>>>
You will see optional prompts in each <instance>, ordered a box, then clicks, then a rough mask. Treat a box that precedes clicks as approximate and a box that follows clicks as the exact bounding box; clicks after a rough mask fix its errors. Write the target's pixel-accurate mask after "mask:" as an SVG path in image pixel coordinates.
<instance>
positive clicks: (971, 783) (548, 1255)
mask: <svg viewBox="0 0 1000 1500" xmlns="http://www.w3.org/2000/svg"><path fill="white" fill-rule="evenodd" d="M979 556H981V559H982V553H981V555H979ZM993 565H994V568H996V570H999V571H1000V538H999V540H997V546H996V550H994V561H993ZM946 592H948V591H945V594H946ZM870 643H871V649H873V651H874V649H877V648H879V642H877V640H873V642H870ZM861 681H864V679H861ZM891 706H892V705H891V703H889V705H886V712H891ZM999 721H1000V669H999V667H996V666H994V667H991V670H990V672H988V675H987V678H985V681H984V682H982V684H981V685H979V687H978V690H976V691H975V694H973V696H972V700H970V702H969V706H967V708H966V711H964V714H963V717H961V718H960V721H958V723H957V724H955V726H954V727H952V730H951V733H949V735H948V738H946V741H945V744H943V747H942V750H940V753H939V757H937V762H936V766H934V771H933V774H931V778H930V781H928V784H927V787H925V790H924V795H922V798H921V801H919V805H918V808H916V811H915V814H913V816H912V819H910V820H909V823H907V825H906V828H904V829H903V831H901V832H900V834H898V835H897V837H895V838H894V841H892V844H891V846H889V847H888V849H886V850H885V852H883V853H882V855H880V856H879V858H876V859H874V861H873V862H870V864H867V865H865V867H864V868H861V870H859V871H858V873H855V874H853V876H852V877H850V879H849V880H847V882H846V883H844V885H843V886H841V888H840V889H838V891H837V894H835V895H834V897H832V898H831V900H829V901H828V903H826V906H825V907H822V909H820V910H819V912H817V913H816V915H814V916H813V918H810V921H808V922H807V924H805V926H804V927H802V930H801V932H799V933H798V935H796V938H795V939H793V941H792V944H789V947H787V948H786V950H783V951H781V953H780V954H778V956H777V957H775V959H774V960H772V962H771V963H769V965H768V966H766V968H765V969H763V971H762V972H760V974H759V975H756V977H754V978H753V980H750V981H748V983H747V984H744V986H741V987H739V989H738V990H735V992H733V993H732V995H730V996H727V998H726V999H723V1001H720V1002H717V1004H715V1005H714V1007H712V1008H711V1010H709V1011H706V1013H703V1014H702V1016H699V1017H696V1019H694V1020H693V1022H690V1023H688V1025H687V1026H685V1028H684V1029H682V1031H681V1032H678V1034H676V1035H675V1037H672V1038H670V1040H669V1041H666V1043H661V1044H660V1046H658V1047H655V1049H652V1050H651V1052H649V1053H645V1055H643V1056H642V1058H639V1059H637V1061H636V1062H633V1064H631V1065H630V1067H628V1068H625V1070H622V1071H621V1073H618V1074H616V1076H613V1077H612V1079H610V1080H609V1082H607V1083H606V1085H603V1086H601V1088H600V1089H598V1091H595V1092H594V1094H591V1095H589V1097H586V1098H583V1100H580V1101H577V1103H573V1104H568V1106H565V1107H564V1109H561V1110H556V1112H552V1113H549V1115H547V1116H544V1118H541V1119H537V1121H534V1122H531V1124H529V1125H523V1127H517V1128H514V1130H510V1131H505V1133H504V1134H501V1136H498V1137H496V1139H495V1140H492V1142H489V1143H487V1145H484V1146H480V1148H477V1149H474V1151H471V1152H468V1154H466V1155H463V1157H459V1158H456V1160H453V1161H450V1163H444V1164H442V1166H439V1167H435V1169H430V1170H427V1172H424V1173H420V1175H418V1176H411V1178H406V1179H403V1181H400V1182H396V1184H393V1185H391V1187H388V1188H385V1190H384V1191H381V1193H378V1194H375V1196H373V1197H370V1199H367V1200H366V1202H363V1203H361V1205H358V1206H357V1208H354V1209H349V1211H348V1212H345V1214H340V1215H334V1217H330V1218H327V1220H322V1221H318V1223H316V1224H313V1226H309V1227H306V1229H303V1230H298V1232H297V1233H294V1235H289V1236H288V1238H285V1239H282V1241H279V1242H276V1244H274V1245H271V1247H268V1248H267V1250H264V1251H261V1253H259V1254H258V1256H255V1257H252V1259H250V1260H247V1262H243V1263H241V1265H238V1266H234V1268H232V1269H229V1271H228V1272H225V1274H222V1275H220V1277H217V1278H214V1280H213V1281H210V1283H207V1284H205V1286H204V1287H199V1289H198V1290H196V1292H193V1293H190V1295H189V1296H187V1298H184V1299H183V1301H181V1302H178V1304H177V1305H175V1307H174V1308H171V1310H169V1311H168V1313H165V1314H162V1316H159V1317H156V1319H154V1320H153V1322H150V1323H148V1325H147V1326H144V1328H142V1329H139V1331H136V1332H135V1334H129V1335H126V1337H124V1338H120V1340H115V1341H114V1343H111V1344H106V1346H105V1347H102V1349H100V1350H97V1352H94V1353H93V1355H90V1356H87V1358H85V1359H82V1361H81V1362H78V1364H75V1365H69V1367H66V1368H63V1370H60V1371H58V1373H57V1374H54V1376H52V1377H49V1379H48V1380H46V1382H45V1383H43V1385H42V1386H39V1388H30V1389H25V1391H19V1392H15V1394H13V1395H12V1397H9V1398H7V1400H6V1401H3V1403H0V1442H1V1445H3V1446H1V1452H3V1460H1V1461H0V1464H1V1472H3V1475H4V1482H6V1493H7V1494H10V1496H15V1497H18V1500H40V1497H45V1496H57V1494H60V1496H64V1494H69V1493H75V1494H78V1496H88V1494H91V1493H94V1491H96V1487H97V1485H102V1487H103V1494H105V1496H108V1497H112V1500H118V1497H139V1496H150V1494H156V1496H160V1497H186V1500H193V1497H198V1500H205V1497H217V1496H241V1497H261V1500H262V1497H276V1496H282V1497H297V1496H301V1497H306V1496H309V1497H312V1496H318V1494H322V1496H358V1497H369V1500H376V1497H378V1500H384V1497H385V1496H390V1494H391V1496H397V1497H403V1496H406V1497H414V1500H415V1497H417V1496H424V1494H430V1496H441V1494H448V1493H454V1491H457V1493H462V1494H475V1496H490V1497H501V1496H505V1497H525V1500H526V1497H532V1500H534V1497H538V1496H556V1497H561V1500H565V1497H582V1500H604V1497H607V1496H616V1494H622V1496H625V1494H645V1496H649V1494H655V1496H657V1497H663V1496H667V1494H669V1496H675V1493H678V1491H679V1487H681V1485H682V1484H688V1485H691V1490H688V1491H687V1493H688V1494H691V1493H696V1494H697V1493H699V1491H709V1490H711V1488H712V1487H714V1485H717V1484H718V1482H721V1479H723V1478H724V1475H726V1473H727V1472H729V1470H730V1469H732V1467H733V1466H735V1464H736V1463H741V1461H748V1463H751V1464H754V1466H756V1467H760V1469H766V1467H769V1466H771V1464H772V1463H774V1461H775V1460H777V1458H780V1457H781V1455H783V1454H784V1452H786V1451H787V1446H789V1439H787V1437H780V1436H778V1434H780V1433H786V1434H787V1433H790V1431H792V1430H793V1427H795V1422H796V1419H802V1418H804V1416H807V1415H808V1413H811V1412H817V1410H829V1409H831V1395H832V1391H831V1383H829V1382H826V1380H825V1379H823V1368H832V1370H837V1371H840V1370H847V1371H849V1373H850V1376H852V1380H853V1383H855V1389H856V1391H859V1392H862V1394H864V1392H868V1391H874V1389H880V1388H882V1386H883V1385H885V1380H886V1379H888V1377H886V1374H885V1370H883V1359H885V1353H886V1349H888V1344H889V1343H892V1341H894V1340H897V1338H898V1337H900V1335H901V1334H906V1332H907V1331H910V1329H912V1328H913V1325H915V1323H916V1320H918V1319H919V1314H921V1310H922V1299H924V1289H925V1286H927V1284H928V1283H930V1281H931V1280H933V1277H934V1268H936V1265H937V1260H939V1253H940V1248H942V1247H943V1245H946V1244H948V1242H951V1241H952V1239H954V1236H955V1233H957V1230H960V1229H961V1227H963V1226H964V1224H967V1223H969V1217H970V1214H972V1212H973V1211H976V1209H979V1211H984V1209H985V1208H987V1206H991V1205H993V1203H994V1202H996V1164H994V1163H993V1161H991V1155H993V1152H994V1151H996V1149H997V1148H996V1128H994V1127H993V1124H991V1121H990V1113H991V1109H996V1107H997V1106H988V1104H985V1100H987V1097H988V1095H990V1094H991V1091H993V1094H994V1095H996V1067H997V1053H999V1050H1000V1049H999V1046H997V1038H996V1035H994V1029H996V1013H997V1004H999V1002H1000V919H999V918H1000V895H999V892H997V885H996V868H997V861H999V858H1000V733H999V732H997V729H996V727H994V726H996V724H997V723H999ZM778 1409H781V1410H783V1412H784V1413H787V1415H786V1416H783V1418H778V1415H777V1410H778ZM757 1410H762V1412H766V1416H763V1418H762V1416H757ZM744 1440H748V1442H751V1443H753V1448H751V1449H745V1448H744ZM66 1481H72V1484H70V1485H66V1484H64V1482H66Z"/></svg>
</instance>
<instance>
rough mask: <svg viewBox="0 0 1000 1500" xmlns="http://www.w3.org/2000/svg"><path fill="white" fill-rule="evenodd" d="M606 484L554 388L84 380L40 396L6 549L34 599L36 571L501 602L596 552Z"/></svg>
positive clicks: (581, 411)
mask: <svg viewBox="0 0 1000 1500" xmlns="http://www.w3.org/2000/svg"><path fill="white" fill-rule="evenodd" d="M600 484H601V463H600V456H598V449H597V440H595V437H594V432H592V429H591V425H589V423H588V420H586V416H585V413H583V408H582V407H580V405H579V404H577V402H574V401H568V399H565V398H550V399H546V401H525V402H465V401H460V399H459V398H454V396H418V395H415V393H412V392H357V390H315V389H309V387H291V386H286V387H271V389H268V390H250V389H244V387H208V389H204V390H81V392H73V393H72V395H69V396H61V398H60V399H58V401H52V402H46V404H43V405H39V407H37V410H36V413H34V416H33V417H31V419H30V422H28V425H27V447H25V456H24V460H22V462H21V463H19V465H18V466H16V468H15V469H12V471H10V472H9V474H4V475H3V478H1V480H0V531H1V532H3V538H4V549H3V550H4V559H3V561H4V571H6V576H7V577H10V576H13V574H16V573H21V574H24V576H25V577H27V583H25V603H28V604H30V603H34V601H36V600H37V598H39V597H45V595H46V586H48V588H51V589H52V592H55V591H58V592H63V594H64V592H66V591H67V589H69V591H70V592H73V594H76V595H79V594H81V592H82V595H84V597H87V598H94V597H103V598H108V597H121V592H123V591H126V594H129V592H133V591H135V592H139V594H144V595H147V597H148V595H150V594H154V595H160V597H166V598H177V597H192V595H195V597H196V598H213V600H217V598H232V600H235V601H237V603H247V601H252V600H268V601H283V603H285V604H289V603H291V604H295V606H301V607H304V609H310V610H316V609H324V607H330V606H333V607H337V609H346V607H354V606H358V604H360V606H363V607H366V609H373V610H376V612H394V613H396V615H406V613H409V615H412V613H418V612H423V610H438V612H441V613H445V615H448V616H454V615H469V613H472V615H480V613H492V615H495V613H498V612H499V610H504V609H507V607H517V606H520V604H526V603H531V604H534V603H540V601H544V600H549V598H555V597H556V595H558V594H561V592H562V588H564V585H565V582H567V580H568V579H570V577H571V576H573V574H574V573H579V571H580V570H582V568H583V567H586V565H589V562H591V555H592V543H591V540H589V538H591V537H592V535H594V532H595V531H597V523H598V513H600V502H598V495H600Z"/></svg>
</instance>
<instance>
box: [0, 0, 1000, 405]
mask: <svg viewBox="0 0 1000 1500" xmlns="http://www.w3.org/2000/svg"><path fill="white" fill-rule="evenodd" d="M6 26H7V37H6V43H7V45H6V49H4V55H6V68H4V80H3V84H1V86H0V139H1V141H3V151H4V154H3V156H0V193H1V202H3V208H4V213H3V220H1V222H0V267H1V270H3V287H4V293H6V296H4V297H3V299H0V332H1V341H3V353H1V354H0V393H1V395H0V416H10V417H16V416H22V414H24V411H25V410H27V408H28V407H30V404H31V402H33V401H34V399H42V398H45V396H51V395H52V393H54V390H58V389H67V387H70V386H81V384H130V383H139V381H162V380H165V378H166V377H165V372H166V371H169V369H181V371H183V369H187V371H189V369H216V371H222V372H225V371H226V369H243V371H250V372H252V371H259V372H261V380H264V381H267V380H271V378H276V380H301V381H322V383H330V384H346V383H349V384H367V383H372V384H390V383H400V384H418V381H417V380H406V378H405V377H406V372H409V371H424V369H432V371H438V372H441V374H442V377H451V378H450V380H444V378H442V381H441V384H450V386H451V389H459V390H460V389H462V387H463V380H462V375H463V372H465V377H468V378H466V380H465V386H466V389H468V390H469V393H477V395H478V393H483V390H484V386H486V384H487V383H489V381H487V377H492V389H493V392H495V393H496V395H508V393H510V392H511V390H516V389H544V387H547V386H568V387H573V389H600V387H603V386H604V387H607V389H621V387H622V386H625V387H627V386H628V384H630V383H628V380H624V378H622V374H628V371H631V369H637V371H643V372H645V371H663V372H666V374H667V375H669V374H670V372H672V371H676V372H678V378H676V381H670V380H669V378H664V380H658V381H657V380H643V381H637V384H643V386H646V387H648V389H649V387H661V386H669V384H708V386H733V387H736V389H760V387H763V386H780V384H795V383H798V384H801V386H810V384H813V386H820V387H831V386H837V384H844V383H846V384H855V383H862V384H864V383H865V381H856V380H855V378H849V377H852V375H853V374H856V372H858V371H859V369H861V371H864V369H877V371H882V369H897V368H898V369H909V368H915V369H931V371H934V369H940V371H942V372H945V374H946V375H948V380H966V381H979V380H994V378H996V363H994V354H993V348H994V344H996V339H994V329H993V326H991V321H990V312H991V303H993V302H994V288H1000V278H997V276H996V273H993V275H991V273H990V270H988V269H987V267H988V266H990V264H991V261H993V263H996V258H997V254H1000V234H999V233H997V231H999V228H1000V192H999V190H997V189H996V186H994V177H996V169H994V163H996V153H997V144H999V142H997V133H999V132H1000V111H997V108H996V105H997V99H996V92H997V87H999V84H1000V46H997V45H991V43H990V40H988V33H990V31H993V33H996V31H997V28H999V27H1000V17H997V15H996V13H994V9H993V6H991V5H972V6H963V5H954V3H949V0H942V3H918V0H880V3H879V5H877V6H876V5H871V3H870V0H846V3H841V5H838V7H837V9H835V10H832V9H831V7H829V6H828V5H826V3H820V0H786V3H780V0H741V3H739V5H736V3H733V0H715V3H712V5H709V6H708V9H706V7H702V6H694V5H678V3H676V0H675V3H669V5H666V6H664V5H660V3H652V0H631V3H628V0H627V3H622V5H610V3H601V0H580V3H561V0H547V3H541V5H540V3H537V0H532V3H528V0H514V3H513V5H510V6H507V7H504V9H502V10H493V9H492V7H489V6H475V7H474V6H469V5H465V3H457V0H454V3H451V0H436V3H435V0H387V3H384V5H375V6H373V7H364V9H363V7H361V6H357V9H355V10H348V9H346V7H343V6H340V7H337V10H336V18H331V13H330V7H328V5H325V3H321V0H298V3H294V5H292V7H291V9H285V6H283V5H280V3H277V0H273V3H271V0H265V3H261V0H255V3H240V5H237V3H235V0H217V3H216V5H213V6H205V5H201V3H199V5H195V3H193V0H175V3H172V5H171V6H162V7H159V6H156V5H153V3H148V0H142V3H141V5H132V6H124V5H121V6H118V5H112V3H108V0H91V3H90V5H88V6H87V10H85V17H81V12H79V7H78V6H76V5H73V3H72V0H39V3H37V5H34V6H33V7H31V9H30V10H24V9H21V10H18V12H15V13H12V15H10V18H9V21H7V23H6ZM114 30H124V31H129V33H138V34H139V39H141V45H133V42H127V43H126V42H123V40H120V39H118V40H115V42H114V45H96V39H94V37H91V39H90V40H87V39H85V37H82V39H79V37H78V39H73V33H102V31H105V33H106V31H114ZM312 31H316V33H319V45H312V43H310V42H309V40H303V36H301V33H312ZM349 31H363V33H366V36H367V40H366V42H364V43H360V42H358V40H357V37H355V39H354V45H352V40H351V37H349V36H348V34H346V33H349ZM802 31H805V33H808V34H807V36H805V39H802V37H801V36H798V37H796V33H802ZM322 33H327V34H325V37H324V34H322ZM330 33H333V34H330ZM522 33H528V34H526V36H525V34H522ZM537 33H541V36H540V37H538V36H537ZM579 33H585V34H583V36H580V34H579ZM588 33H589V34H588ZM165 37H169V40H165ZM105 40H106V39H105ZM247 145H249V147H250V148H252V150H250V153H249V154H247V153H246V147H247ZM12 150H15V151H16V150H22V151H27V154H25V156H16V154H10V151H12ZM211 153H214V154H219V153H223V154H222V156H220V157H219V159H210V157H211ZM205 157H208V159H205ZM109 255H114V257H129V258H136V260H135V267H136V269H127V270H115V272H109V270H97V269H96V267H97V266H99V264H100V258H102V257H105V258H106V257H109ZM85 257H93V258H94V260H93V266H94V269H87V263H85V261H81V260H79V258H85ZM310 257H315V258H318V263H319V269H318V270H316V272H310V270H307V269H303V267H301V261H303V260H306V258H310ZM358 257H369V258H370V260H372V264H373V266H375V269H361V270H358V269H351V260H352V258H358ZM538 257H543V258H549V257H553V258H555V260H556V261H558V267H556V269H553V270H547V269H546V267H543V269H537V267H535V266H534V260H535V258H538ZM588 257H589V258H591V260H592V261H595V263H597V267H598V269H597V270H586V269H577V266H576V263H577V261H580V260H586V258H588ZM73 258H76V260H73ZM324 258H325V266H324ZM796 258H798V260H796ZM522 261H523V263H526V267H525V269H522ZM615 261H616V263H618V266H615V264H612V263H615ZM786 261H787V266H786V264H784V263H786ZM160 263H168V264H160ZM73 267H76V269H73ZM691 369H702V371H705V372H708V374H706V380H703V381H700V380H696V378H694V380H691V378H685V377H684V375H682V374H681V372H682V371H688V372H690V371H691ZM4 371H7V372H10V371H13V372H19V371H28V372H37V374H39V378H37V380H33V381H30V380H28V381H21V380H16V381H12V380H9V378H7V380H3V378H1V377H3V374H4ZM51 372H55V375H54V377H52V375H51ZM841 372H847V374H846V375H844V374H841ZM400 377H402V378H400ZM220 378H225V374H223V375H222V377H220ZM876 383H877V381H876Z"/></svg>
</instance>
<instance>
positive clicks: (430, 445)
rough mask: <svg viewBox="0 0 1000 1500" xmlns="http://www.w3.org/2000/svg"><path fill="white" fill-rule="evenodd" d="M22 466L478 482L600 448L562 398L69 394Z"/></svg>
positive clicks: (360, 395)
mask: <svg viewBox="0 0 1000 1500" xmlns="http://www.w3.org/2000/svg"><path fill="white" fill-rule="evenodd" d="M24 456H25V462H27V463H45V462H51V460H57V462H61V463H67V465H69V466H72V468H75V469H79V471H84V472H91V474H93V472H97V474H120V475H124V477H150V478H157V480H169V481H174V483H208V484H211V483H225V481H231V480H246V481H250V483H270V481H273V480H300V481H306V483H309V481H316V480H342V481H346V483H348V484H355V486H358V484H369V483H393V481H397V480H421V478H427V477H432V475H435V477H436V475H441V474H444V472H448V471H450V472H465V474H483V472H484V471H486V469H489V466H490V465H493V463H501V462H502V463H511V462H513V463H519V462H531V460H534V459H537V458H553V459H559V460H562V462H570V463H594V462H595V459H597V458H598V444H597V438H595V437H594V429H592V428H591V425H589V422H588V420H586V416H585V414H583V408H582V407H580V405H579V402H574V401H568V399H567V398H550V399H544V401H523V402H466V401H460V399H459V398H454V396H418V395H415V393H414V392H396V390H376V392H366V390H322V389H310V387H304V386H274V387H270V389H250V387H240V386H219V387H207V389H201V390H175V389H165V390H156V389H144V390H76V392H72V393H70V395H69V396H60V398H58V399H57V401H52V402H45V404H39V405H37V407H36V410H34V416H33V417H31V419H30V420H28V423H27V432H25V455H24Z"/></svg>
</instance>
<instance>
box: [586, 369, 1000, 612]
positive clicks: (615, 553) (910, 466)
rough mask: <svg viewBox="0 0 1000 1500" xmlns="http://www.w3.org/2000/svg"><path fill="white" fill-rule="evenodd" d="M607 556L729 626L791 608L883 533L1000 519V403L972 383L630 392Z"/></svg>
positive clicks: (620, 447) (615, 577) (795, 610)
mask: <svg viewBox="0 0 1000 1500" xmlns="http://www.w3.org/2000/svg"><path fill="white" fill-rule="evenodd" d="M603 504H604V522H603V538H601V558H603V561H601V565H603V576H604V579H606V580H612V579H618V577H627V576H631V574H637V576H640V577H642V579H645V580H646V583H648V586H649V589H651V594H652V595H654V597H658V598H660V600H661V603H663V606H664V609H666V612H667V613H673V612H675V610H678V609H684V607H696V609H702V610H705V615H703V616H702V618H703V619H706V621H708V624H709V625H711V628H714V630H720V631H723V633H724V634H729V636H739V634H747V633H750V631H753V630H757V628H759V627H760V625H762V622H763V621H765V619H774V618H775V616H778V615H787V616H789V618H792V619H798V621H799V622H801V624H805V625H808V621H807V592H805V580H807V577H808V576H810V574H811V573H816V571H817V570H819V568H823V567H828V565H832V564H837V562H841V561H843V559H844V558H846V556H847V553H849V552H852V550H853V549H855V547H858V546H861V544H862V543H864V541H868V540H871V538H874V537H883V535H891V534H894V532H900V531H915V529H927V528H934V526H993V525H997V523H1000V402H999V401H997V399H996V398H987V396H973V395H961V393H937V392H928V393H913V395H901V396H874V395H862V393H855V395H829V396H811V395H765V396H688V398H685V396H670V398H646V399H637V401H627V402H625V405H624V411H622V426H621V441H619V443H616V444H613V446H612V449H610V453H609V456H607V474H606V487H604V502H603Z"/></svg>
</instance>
<<<
Restate word for word the entries above from the line with "box: [586, 369, 1000, 612]" through the line with "positive clicks: (615, 553) (910, 466)", inclusive, leaving out everything else.

box: [586, 369, 1000, 612]
positive clicks: (615, 553) (910, 466)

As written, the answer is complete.